## DATA FOR THE TASK

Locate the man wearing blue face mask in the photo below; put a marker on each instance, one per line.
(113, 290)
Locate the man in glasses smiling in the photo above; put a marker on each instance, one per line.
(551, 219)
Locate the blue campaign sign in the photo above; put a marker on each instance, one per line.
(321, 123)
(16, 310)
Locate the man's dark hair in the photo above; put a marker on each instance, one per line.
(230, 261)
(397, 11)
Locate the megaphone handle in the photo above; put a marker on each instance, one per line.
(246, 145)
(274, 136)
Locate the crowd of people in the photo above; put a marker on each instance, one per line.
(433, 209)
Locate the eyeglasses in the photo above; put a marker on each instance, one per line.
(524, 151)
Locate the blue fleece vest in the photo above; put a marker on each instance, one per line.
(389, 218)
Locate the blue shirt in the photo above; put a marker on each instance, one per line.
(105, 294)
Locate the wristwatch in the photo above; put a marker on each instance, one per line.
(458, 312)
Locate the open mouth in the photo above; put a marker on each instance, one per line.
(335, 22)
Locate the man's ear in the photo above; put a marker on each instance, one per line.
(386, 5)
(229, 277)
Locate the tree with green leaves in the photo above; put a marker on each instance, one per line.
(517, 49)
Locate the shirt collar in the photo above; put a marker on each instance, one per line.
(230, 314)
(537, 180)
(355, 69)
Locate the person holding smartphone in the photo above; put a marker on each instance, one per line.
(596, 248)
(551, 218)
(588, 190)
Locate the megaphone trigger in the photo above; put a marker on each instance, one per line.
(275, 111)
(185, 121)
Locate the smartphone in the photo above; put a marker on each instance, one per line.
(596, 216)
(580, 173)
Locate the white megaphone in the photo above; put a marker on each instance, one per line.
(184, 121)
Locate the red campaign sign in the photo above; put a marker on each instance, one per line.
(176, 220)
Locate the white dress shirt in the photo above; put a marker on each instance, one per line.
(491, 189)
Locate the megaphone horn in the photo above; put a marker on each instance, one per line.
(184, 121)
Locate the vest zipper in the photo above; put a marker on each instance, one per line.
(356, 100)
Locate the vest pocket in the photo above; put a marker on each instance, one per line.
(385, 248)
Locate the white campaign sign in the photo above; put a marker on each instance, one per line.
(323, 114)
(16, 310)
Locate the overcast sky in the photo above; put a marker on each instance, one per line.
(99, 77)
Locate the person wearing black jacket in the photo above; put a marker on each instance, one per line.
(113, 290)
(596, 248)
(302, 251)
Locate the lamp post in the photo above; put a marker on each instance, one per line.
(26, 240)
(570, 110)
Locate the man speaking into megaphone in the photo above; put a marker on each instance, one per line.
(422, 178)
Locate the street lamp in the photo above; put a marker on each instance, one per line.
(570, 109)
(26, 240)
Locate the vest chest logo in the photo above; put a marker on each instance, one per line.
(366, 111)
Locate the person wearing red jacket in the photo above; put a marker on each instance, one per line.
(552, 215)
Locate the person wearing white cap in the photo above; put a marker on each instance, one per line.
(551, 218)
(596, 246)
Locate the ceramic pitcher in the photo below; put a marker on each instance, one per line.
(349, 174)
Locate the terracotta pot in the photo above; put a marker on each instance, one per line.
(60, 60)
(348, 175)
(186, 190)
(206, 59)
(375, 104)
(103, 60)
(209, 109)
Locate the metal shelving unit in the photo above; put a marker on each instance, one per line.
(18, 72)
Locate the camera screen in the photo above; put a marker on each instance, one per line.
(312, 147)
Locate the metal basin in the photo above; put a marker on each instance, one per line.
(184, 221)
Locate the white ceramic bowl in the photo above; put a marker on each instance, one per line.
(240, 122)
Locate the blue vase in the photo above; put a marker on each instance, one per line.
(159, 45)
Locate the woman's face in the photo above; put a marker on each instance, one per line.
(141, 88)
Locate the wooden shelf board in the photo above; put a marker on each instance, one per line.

## EXERCISE GOAL
Each entry above is to be transcribed exactly as it was written.

## WORKED SOLUTION
Locate the man wearing blue face mask in the photo below; put a marker on each instance, one per line.
(113, 290)
Locate the man in glasses smiling in the photo above; put a marker on each instance, one per line.
(551, 219)
Locate the blue campaign sign in the photo above; put a marker on each instance, one per line.
(321, 123)
(16, 310)
Locate the man's dark hair in the photo above; put a marker on each instance, one per line.
(230, 261)
(397, 11)
Locate the megaphone handle in the photo above; put a marker on each instance, one per line.
(246, 145)
(274, 136)
Locate the crowd of people in the photo above; put a marker on each instance, one per line.
(433, 209)
Locate the eyeglasses in the photo above; put a marker on each instance, one per line.
(524, 151)
Locate the blue fleece vest in the photo above; put a marker on each instance, one per line.
(389, 218)
Locate the blue shirt in the photo above; put a marker on each instance, one per line.
(105, 294)
Locate the wristwatch in the photo above; put a marker on each instance, one per line.
(458, 312)
Locate the open mouth in the photo above; put a marker on each instance, one per line.
(335, 22)
Locate the man's ear in the photo above; put a marker on each instance, one per line.
(386, 5)
(229, 277)
Locate the tree with green leaves in the photo above; put a marker on each instance, one per line.
(517, 49)
Locate the shirt collar in the photo above; put a marker on each instance, one per line.
(230, 314)
(537, 180)
(355, 69)
Locate the person holding smartphone in the photo above; put a marker on each instance, one per line.
(596, 248)
(551, 218)
(588, 190)
Locate the megaphone trigger in the photo above; put a marker on each instance, one per line.
(275, 111)
(185, 121)
Locate the smartphone in the photo above; put a marker on each instance, one per line.
(596, 216)
(580, 173)
Locate the white megaphone in the photo above; put a marker on each instance, one per line.
(184, 121)
Locate the red campaign sign in the photo above; put a marker on each instance, one per line.
(176, 220)
Locate the white dress shirt in the photo above; put a marker on each instance, one per line.
(491, 189)
Locate the megaphone horn in the photo above; put a marker on each instance, one per line.
(184, 121)
Locate the vest zipper in the photo above; put a marker on each instance, one per line.
(356, 100)
Locate the vest pocket in the photo above; put a marker on each instance, one per line.
(385, 248)
Locate the white campaign sign in the photo above; put a marker on each instance, one per line.
(323, 114)
(16, 310)
Locate the overcast sky in the photo above; put a marker on each instance, one per line.
(99, 77)
Locate the person wearing black jacket in the photo above; put a marker on each instance, one per line.
(113, 290)
(596, 248)
(302, 251)
Locate the lamp post in the photo above; put a marker on each instance, one per line.
(26, 240)
(570, 110)
Locate the man speaking into megaphone in the photo above; put a marker on each instance, one per line.
(422, 178)
Locate the street lamp in the photo above; put a marker on each instance, one per line.
(570, 109)
(26, 240)
Locate the vest chest logo in the photo above; put a marker on each instance, one per line.
(366, 111)
Locate the person wearing red jacket in the photo above; put a marker on each instance, one per line.
(552, 215)
Locate the person wearing white cap in the photo above; put a marker on each instance, one per line.
(551, 218)
(596, 246)
Locate the ceramic pitcher in the photo below; put a marker on each instance, one per line.
(349, 174)
Locate the terracotta pot in the photo above; put a marker on each instance, one per line.
(60, 60)
(348, 175)
(186, 190)
(206, 59)
(375, 104)
(103, 60)
(209, 109)
Locate the metal shelving unit in the photo above; put a marker on each instance, one per line.
(18, 72)
Locate the camera screen in the photo above; put a marker on each instance, one per line.
(312, 147)
Locate the metal basin in the photo above; put a marker on each instance, one per line.
(184, 221)
Locate the white ceramic bowl in the photo above; put a marker on each instance, one per line.
(240, 122)
Locate the blue vase in the photo above; put a marker on each instance, one per line.
(159, 45)
Locate the woman's face in the photo above; put a marker on each instance, one per line.
(141, 88)
Locate the wooden shelf board in the photo above; put a marker on each instance, one per line.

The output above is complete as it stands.